- [Document excerpt]:
※

Pxx, freqs, bins, im = plt.specgram(waveform, NFFT=4*1024, Fs=44100, noverlap=90, cmap=plt.cm.gist_heat) 
plt.show()

Note that the span of the frequency oscillation is increasing (as you initially heard). Applying the correction linked to above gives:

dt = 1./defaults['framerate']
time = np.arange(0., 6., dt)
frequency = 440. - 10*np.sin(2*math.pi*time*1.)  # a 1Hz oscillation
phase_correction = np.add.accumulate(time*np.concatenate((np.zeros(1), 2*np.pi*(frequency[:-1]-frequency[1:]))))
waveform = np.sin(2*math.pi*time*frequency + phase_correction)

Which is much closer to what was intended, I hope.

※

Saved entries
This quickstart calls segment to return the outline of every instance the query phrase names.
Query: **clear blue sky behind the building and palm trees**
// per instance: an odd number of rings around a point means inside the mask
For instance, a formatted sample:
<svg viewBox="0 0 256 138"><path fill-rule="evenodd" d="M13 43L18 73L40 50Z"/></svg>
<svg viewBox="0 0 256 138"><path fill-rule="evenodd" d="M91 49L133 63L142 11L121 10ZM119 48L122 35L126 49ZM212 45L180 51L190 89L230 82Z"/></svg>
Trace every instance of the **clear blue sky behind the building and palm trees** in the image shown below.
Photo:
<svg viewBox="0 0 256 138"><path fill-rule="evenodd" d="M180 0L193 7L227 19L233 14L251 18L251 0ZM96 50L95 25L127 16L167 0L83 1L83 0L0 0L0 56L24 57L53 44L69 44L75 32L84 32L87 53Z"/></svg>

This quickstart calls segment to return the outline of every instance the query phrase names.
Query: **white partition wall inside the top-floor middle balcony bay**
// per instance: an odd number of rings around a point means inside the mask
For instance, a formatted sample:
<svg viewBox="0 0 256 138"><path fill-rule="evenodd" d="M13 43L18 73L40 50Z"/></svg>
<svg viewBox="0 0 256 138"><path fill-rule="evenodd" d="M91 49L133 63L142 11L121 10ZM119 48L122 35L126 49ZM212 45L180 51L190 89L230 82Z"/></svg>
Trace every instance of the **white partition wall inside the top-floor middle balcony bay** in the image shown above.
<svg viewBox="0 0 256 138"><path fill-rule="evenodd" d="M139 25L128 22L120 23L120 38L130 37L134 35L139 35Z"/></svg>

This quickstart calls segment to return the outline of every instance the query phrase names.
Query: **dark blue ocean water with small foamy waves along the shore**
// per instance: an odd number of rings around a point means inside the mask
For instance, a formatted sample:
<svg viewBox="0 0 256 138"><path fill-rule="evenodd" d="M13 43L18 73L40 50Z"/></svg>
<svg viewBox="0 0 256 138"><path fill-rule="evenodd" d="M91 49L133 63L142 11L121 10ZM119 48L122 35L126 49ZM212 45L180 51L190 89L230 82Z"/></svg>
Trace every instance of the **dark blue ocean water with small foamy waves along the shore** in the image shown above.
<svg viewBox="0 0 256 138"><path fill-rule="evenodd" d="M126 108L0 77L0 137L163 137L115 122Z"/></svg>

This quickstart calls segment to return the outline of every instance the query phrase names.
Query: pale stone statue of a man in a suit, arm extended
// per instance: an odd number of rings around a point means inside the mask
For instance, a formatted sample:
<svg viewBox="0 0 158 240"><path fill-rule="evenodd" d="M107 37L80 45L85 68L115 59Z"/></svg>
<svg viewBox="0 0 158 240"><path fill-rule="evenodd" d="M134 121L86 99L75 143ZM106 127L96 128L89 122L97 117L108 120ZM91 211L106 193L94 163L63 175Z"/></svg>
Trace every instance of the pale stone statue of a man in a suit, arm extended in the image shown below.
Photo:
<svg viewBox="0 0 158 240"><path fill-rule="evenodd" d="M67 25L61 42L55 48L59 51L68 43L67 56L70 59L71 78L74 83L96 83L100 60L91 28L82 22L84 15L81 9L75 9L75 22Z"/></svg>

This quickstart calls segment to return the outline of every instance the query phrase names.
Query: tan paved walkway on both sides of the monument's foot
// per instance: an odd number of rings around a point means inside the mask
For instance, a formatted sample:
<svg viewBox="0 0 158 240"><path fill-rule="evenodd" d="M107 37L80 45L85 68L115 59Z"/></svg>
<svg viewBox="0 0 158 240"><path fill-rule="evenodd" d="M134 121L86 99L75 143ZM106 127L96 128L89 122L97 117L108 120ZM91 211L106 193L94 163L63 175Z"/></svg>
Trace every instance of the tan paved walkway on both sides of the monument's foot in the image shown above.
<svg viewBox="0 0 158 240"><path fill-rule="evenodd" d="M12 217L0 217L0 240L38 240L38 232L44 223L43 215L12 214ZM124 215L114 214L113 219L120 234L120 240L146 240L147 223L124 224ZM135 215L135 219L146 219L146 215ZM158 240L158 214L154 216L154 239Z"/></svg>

※

- [Your objective]: Extend the passage on generating a sine tone with an oscillating frequency, beginning right after its final sentence.

- [Exercise output]:
Another way to conceptualize this, which might make more sense in the context of looping through each time step (as the OP does), and as closer to the physical model, is to keep track of the phase at each step and determine the new amplitude considering both the amplitude and phase from the previous step, and combining these with the new frequency. I don't have the patience to let this run in pure Python, but in numpy the solution looks like this, and gives a similar result:

dt = 1./44100
time = np.arange(0., 6., dt)
f = 440. - 10*np.sin(2*math.pi*time*1.)  # a 1Hz oscillation
delta_phase = 2 * math.pi * f * dt
phase = np.cumsum(delta_phase)  # add up the phase differences along timeline (same as np.add.accumulate)
wav = np.sin(phase)